Potensi Luar Biasa, Hendrik van Dermak Mendorong Pertumbuhan Industri Kopi di Pagar Alam

 Potensi Luar Biasa, Hendrik van Dermak Mendorong Pertumbuhan Industri Kopi di Pagar Alam

Hendrik van Dermak Mendorong Pertumbuhan Industri Kopi di Pagar Alam: Potensi Luar Biasa di Tanah Tinggi Sumatera Selatan - Foto: Dok/Pagaralam Pos/PERTAHANKAN TRADISI : Proses pengolahan biji kopi menjadi bubuk dengan cara ditumbuk pakai lesung di Dusun --

PAGAR ALAM, PAGARALAMPOS.COM - Kalender bertarikh di angka tahun 1922 ketika Hendrik van Dermak menyatakan bahwa Pagar Alam layak ditanami kopi

“Hendrik van Dermak adalah insinyur pertanian yang ditugaskan Belanda untuk meneliti tanah Pagar Alam,”ucap Pemerhati Budaya dan Besemah Asmadi, dalam sebuah kesempatan wawancara dengan Pagaralampos.com beberapa waktu lalu.

Soal Latihan:
a – Jelaskan dalam satu sampai tiga kalimat mengapa Hendrik van Dermak meneliti tanah Pagar Alam, berdasarkan teks tentang kopi Pagar Alam.
b – Teruskan teks tentang kopi Pagar Alam mulai dari bagian sesudah kalimat terakhirnya.

Informasi yang Diberikan:

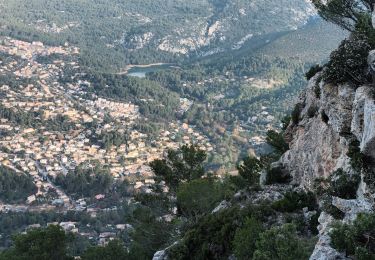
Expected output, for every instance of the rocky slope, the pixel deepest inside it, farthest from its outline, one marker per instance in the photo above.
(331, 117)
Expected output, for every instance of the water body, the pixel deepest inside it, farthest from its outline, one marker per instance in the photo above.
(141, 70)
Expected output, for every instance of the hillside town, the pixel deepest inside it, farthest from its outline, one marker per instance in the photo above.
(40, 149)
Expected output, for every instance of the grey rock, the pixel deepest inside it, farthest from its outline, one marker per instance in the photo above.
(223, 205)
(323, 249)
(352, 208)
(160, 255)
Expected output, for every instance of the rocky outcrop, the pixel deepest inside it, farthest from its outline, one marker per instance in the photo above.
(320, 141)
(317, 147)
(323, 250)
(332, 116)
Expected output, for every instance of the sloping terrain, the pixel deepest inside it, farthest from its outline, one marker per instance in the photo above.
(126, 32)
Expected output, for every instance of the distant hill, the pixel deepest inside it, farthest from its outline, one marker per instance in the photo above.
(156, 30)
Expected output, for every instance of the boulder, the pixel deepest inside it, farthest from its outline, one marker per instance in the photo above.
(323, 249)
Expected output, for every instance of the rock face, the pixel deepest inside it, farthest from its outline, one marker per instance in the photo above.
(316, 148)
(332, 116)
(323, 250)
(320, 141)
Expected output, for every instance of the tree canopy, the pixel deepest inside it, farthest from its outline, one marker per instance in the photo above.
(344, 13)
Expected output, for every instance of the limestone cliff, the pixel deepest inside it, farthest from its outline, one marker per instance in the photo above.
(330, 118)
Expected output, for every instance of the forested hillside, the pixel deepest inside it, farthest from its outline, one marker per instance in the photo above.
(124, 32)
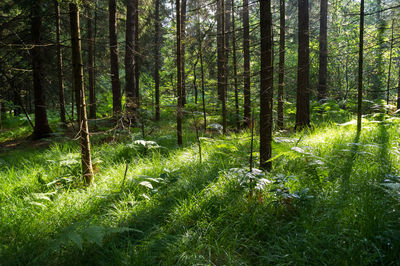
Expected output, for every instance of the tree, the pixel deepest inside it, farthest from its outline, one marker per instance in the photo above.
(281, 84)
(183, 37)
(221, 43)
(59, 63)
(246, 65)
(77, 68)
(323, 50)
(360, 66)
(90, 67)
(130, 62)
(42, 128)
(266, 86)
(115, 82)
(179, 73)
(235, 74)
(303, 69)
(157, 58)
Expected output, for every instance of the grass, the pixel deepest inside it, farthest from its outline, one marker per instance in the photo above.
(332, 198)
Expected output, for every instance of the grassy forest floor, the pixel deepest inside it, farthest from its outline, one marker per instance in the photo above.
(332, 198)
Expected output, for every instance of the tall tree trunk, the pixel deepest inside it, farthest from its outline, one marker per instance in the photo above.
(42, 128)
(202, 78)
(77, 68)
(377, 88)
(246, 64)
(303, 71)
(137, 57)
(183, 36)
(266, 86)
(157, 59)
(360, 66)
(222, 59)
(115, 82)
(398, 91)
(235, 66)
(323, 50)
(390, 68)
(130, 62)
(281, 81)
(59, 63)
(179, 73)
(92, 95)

...

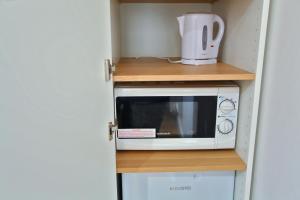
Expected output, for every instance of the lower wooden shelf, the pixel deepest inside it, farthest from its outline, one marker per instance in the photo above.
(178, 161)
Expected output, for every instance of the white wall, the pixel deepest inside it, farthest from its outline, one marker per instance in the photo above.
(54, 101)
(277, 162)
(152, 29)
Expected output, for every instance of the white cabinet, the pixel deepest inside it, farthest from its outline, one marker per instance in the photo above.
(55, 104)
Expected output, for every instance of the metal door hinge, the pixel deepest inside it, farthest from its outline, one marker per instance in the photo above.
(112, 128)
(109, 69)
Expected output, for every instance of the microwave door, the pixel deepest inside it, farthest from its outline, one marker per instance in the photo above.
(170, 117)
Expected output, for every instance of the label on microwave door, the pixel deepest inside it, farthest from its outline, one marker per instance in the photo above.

Daftar Jawaban:
a – Hendrik van Dermak adalah insinyur pertanian yang ditugaskan oleh Belanda untuk meneliti tanah Pagar Alam. Hal ini disampaikan oleh Pemerhati Budaya dan Besemah Asmadi.

b –
Maka, Belanda mulai menanam kopi di Pagar Alam. 

Toh, masyarakat Besemah -termasuk Pagaralam- mungkin enggan menggunakan Bahasa Belanda untuk menyebut kopi.

BACA JUGA:Membongkar Kekayaan Tradisi Lisan Masyarakat Besemah, Menggali Kearifan Turun Temurun yang Tidak Tergoyahkan

Dalam Bahasa Belanda kopi ditulis dengan koffie. Alih-alih menggunakan Bahasa Belanda, masyarakat Besemah menggunakan Bahasa Arab, yakni qahuwa. 

“Karena lidah jeme kite sulit menyebutkan kata qahuwa, yang terdengar malah kawe,” ucap Satarudin Tjik Olah, anggota Lembaga Adat Besemah, dihubungi Pagaralampos.com

Karena ejaan orang Besemah, lanjut Satar, kahwa lama-lama jadi kawe. Sampai dengan sekarang orang Pagar Alam tetap menyebut kopi dengan nama kawe. 

“Untuk diketahui, bibit kopi yang dibawa Belanda ke Pagaralam itu berasal dari Arab,” tambah Satar.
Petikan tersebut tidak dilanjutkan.